*TASK DIRECTIONS:* Please turn the rows below into a numbered list, dropping any blank lines.

*GIVEN DATA:*
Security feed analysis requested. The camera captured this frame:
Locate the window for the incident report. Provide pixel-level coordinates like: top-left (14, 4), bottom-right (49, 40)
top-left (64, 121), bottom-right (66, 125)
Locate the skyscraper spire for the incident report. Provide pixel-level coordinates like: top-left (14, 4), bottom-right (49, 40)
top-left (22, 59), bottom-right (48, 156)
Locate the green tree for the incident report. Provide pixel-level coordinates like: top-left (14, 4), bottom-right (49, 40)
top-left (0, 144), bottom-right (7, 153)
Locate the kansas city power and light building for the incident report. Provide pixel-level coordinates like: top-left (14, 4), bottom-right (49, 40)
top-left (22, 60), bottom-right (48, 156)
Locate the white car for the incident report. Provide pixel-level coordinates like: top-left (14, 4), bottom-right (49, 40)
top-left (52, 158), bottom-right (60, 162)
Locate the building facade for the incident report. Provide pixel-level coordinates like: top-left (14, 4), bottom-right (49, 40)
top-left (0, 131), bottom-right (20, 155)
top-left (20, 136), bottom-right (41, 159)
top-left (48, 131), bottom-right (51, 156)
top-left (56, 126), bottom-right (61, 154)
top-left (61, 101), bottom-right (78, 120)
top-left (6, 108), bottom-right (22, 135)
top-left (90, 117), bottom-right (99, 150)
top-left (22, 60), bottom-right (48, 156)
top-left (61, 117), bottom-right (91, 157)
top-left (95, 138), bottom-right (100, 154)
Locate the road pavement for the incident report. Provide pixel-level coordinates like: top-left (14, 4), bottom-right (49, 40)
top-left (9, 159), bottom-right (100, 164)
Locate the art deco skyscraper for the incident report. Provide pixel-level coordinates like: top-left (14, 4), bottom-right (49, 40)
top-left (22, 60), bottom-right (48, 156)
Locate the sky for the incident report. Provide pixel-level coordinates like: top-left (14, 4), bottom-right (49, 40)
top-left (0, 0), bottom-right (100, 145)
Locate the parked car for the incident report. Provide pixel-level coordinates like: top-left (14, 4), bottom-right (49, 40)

*RESPONSE FOR THIS EXERCISE:*
1. Security feed analysis requested. The camera captured this frame:
2. Locate the window for the incident report. Provide pixel-level coordinates like: top-left (14, 4), bottom-right (49, 40)
3. top-left (64, 121), bottom-right (66, 125)
4. Locate the skyscraper spire for the incident report. Provide pixel-level coordinates like: top-left (14, 4), bottom-right (49, 40)
5. top-left (22, 59), bottom-right (48, 156)
6. Locate the green tree for the incident report. Provide pixel-level coordinates like: top-left (14, 4), bottom-right (49, 40)
7. top-left (0, 144), bottom-right (7, 153)
8. Locate the kansas city power and light building for the incident report. Provide pixel-level coordinates like: top-left (14, 4), bottom-right (49, 40)
9. top-left (22, 60), bottom-right (48, 156)
10. Locate the white car for the incident report. Provide pixel-level coordinates like: top-left (14, 4), bottom-right (49, 40)
11. top-left (52, 158), bottom-right (60, 162)
12. Locate the building facade for the incident report. Provide pixel-level coordinates like: top-left (14, 4), bottom-right (49, 40)
13. top-left (0, 131), bottom-right (20, 155)
14. top-left (20, 136), bottom-right (41, 159)
15. top-left (48, 131), bottom-right (51, 156)
16. top-left (56, 126), bottom-right (61, 154)
17. top-left (61, 101), bottom-right (78, 120)
18. top-left (6, 108), bottom-right (22, 135)
19. top-left (90, 117), bottom-right (99, 150)
20. top-left (22, 60), bottom-right (48, 156)
21. top-left (61, 117), bottom-right (91, 157)
22. top-left (95, 138), bottom-right (100, 154)
23. Locate the road pavement for the incident report. Provide pixel-level coordinates like: top-left (14, 4), bottom-right (49, 40)
24. top-left (9, 159), bottom-right (100, 164)
25. Locate the art deco skyscraper for the incident report. Provide pixel-level coordinates like: top-left (14, 4), bottom-right (49, 40)
26. top-left (22, 60), bottom-right (48, 156)
27. Locate the sky for the incident report. Provide pixel-level coordinates like: top-left (14, 4), bottom-right (49, 40)
28. top-left (0, 0), bottom-right (100, 145)
29. Locate the parked car for the incident report. Provide pixel-level coordinates like: top-left (14, 4), bottom-right (49, 40)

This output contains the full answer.